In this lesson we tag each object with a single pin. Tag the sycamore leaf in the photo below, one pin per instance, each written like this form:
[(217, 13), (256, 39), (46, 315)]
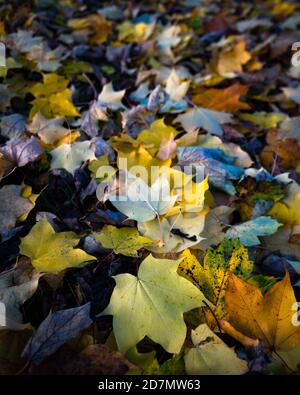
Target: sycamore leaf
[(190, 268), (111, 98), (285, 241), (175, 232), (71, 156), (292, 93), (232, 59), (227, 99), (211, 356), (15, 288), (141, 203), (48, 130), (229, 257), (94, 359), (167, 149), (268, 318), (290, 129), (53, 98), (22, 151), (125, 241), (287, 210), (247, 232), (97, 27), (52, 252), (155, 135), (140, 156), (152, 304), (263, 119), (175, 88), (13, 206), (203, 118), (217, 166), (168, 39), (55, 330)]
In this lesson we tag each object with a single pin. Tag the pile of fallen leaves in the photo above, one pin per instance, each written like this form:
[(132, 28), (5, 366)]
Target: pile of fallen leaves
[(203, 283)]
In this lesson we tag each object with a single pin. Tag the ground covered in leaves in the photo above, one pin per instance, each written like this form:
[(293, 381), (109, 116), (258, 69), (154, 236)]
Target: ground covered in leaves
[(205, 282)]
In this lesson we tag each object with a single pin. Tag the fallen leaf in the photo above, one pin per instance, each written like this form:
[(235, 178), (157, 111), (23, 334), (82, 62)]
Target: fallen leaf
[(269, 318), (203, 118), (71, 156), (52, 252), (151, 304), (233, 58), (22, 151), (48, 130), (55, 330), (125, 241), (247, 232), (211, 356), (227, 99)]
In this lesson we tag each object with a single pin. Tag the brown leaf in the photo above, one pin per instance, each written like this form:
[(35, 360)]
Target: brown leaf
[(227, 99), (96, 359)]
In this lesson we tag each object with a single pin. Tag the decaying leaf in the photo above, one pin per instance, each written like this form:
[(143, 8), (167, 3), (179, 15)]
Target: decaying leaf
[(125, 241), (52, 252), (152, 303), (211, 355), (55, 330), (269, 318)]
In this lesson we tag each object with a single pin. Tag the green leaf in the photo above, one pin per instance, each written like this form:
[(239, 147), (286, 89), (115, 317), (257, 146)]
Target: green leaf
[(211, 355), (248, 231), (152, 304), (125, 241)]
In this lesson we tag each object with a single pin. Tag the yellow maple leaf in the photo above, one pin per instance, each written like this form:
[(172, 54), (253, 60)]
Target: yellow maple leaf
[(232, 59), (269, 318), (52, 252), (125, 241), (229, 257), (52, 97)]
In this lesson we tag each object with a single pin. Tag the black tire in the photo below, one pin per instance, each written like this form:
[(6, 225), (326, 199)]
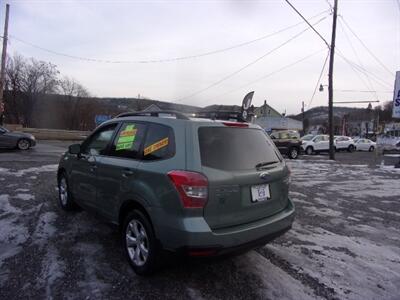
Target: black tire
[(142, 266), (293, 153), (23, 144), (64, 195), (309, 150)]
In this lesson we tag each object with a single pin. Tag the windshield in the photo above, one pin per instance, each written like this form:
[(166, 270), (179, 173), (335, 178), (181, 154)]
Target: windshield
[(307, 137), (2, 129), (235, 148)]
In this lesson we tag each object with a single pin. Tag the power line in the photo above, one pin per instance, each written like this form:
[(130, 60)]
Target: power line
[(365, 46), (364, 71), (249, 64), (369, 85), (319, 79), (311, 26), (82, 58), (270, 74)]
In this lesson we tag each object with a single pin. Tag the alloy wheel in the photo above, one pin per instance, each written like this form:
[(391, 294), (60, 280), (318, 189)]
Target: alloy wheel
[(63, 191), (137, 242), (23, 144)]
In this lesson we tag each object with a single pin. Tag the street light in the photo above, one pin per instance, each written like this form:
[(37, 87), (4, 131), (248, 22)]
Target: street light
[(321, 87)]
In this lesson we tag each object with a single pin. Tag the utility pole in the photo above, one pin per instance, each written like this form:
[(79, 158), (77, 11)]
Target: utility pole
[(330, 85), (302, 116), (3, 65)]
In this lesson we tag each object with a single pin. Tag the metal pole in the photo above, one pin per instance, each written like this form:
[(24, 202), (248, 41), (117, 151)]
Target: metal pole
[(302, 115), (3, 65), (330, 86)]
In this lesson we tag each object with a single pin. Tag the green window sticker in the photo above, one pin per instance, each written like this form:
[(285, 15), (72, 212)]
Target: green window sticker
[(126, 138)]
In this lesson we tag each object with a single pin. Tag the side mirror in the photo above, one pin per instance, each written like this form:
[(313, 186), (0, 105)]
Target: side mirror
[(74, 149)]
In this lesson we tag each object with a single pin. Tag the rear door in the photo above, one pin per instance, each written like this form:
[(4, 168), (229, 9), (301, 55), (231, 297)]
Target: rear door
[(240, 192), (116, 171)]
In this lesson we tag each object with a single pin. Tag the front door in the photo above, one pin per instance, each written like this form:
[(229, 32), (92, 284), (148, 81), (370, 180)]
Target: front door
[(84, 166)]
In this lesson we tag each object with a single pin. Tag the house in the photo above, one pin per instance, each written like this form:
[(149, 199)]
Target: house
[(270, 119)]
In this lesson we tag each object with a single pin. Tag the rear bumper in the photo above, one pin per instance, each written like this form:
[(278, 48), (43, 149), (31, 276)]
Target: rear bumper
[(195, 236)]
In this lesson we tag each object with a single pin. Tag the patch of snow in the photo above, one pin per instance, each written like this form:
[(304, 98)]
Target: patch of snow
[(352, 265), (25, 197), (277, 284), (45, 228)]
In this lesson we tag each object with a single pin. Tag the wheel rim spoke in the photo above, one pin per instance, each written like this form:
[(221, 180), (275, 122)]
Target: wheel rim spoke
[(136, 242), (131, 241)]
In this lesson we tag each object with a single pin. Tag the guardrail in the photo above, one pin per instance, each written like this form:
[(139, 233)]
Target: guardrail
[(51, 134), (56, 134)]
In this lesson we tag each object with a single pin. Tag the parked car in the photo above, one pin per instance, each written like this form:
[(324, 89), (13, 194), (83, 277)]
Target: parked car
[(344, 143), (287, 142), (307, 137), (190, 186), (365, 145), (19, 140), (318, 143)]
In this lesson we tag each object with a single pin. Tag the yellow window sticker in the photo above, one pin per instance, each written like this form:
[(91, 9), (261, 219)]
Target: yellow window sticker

• [Task prompt] Rewrite the records from the line that has "the green leaf" through the line that has "[(321, 87)]", shifting each coordinate in the answers up by 29 and keeping the requests and their format samples unchanged. Leave the pictures out.

• [Exercise answer]
In this lesson we tag each object with a single pin. Tag the green leaf in the photo above, one pin per instance, each written like this form:
[(239, 147), (286, 89), (115, 317), (257, 146)]
Target: green leaf
[(240, 384), (277, 260), (181, 333), (154, 270)]
In this lesson we tag each object with a single pin. Tag the yellow maple leaf in the photo above, one pin per instance, each written like this form:
[(172, 54), (253, 60)]
Target: yellow maple leaf
[(261, 88), (298, 347), (81, 281), (154, 270), (258, 286), (81, 126)]
In this lesson we tag each object with a single pin. Tag the black tire in the photo below, one pin per instance, each written like this form:
[(6, 225), (326, 199)]
Target: black tire
[(171, 295), (322, 182), (52, 173), (93, 224), (338, 179)]
In this lesson we tag each object with a single pin. Tag the windshield in the photo above, one pin per instance, each written like this form:
[(166, 270), (179, 173), (335, 178), (181, 154)]
Target: windshield
[(336, 166), (31, 158), (264, 177)]
In this lesson we tag each object with a single pin. Tag the power line in the photo above, one pin per instance, each written like this form:
[(130, 60)]
Target: power line
[(394, 75), (393, 100), (278, 93), (398, 114), (348, 108), (340, 55), (111, 87), (299, 103)]
In this lesson we tag each object with a single pin. Tag the alloy wheel in the photo above, one pin per instance, each written like this form:
[(391, 294), (60, 280), (318, 189)]
Target: alloy wheel
[(92, 220), (166, 271), (52, 173)]
In this lesson we tag each object with a single pin. Tag the street light in the photo above, one pin per instance, each written like this form:
[(37, 87), (4, 131), (248, 22)]
Target: street light
[(350, 116)]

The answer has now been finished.